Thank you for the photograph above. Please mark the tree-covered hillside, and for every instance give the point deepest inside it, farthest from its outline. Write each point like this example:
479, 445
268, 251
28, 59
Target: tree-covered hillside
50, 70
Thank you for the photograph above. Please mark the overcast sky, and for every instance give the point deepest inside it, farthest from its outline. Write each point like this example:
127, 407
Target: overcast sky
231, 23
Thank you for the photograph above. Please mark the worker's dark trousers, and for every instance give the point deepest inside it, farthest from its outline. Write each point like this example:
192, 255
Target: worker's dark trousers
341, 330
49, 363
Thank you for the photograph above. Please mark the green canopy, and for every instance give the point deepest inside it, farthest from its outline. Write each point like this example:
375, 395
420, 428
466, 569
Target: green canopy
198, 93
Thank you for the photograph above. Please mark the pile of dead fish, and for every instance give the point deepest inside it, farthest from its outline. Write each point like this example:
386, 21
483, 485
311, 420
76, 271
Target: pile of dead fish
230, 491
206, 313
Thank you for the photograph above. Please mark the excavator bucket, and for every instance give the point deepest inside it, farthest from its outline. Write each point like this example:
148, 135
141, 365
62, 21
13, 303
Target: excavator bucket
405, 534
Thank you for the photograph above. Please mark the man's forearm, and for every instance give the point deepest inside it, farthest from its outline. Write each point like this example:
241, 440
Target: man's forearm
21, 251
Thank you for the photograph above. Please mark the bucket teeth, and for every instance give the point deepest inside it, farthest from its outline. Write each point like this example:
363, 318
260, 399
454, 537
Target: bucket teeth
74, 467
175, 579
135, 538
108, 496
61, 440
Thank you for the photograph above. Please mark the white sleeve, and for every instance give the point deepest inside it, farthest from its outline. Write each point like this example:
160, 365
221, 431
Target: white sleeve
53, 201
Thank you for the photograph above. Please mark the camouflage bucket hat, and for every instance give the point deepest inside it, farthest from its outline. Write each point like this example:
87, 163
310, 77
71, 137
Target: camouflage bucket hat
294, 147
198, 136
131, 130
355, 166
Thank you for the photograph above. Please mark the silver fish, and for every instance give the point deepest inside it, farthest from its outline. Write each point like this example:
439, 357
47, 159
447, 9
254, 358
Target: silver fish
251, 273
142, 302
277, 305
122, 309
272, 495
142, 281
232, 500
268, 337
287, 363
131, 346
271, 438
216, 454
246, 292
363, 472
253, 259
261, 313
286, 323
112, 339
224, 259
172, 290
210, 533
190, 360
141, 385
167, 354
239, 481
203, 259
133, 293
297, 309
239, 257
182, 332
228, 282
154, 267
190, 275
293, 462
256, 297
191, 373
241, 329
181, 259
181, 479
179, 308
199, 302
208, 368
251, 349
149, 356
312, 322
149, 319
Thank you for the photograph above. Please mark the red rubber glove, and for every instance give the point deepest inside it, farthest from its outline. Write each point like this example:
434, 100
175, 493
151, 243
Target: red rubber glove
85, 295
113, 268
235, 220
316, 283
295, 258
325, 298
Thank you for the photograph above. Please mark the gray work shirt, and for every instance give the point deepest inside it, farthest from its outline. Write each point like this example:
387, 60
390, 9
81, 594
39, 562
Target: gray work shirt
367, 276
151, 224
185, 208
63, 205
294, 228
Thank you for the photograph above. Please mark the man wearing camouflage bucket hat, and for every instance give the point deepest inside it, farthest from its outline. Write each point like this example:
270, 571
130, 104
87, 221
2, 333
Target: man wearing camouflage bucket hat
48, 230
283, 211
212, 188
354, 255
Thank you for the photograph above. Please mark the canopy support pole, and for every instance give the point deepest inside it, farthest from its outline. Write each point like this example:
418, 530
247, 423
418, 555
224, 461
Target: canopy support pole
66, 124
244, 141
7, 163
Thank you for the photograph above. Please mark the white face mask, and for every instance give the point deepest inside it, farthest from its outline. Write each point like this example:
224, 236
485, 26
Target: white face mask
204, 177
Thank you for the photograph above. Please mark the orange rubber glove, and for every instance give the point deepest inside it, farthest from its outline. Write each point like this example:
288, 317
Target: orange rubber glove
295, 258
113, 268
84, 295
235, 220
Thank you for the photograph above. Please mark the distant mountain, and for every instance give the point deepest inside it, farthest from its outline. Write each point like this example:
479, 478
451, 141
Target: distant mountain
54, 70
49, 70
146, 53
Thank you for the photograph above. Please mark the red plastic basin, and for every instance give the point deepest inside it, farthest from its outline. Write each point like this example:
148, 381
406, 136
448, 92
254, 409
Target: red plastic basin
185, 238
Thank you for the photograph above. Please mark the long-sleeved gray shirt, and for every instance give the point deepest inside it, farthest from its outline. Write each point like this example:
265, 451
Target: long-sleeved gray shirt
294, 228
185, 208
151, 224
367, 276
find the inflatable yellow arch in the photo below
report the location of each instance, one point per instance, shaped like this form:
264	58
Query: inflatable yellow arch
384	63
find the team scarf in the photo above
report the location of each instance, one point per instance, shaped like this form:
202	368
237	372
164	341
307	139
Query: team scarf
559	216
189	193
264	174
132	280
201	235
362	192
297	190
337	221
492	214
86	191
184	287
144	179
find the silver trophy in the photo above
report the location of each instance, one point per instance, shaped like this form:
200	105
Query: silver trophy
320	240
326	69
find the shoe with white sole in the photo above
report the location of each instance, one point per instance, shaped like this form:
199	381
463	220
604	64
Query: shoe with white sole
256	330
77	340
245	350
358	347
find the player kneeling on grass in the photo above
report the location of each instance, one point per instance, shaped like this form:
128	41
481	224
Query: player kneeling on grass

• • •

▶ **Activity**:
Generate an exact reproduction of all entries.

▶ **Reply to the task**:
Thank you for the photograph above. Please mark the tree-covered hillside, and for every instance give the point deepest inside it, farthest from its outline. Write each point like this example:
479, 445
268, 251
28, 59
Target: tree-covered hillside
50, 70
Thank you for the photograph above. Please mark the overcast sky, and for every instance give the point deepest inside it, farthest from its outline. Write each point like this example:
127, 407
Target: overcast sky
231, 23
Thank you for the photograph above. Please mark the worker's dark trousers, and for every instance give the point deepest inside it, farthest from its outline. Write each point like this example:
192, 255
Target: worker's dark trousers
341, 330
49, 363
Thank you for the photograph above. Please mark the green canopy, and for every instance give the point deepest inside it, farthest from its outline. Write each point like this example:
375, 395
420, 428
466, 569
Target: green canopy
198, 93
Thank you for the photograph above. Please mark the pile of dead fish, and for every instance give the point deepest inside it, farthest from its outline. Write each point like this example:
386, 21
483, 485
311, 420
76, 271
Target: pile of dead fish
230, 491
206, 313
Thank you for the photograph above. Please mark the excavator bucket, and for every instance give the point deepest inside it, farthest from its outline. Write each point like this example:
148, 135
141, 365
62, 21
13, 303
Target: excavator bucket
405, 534
Thank you for the photograph above. Please mark the man's forearm, and for every instance give the point deepest inside it, farthest from its outline. Write each point like this example:
241, 440
Target: man's forearm
21, 251
Thank you for the photograph above. Please mark the bucket teeth, and for every instance give the point deepest inside it, farthest from its outline. Write each point like this example:
363, 318
260, 399
454, 537
Target: bucket teeth
74, 467
175, 579
135, 538
108, 496
61, 440
Thank you for the photograph above. Please mark the white sleeve, and for every instance give the point deepest inside it, farthest from its outline. Write each point like this example:
160, 365
221, 431
Target: white sleeve
53, 201
Thank you for the photograph above. Please mark the camouflage bucket hat, and for every instance give the point deepest inside it, farthest from its outline. Write each point like this example:
87, 163
310, 77
71, 137
Target: camouflage bucket hat
294, 147
198, 136
131, 130
355, 166
Thank you for the photograph above. Please mark the silver fish, and for every instance give the point deepest inside it, farthest from its outline. Write each point like this example:
439, 357
47, 159
447, 9
254, 358
Target: silver fish
251, 273
142, 302
277, 305
122, 309
272, 495
142, 281
232, 500
268, 337
287, 363
131, 346
271, 438
216, 454
246, 292
363, 472
253, 259
261, 313
286, 323
112, 339
224, 259
172, 290
210, 533
190, 360
141, 385
167, 354
239, 481
203, 259
133, 293
297, 309
239, 257
182, 332
228, 282
154, 267
190, 275
293, 462
256, 297
191, 373
241, 329
181, 259
181, 479
179, 308
199, 302
208, 368
251, 349
149, 356
312, 322
149, 319
Thank you for the photograph above. Please mark the red rubber glove, and for every instance give the point deepest inside it, farthest from its outline. Write each point like this example:
434, 100
175, 493
151, 243
Target: red rubber glove
85, 295
113, 268
235, 220
316, 283
295, 258
325, 298
Thank you for the photograph above. Please mark the gray work shirt, and for every instance give the point deepest inside it, farthest from its outline. Write each point like this example:
387, 60
390, 9
81, 594
39, 562
Target: gray work shirt
367, 276
151, 224
185, 208
63, 205
294, 228
Thank you for the photograph above. Please mark the man wearing camouflage bucket hat, and for every instance give the point deepest inside it, farthest from its outline. Write each point like this example:
270, 571
130, 104
87, 221
2, 333
Target: man wearing camouflage bucket hat
48, 230
283, 211
212, 188
354, 255
Thank you for the photograph above. Please mark the canopy support pole, and for every instance give the point deepest inside it, farthest from its outline. Write each point like this example:
418, 530
247, 423
418, 555
224, 461
Target: canopy support pole
66, 124
244, 141
7, 163
Thank you for the photograph above. Please mark the white face mask, and for every instance give the point deepest inside it, farthest from its outline. Write each point like this example:
224, 236
485, 26
Target: white face mask
204, 177
Thank you for the photograph above. Please mark the orange rubber glove, and for every instance give the point deepest inside it, farthest from its outline. Write each point like this example:
288, 317
Target: orange rubber glove
295, 258
113, 268
84, 295
235, 220
Thank you for the photograph above. Please mark the distant mountain, and for every instance give the point deepest inside it, farthest from its outline. Write each point like this example:
479, 478
451, 141
Target: distant mountain
54, 70
49, 70
146, 53
Thank you for the photograph above. Please mark the red plastic basin, and for every instance give the point deepest inside it, farthest from its outline. Write each point like this example:
148, 381
406, 136
448, 92
254, 409
Target: red plastic basin
185, 238
Thank you for the photograph above. Please mark the long-sleeved gray shirt, and for every instance give the point deepest inside it, farthest from its outline. Write each point like this example:
265, 451
Target: long-sleeved gray shirt
294, 228
185, 208
151, 224
367, 276
find the inflatable yellow arch in the photo below
report the location of each instance, one point per instance, shaped like this form:
264	58
Query: inflatable yellow arch
384	63
find the team scarf in the photo above
report the location of each instance, one point per instance, shaped like this form:
202	368
237	372
164	341
307	139
Query: team scarf
559	216
189	193
264	174
132	280
201	235
362	192
297	190
337	221
492	214
86	191
184	287
144	179
find the silver trophy in the photo above
report the location of each instance, one point per instance, shaped like this form:
200	105
Query: silver trophy
320	240
326	69
find the shoe with white sole in the photo above
report the location of each instance, one point per instance, shaped like this form:
199	381
463	220
604	64
Query: shoe with white sole
256	330
77	340
245	350
358	347
find the player kneeling on grass in the photo above
report the location of each instance, one point per instance, shaped like this form:
128	41
481	224
Query: player kneeling on grass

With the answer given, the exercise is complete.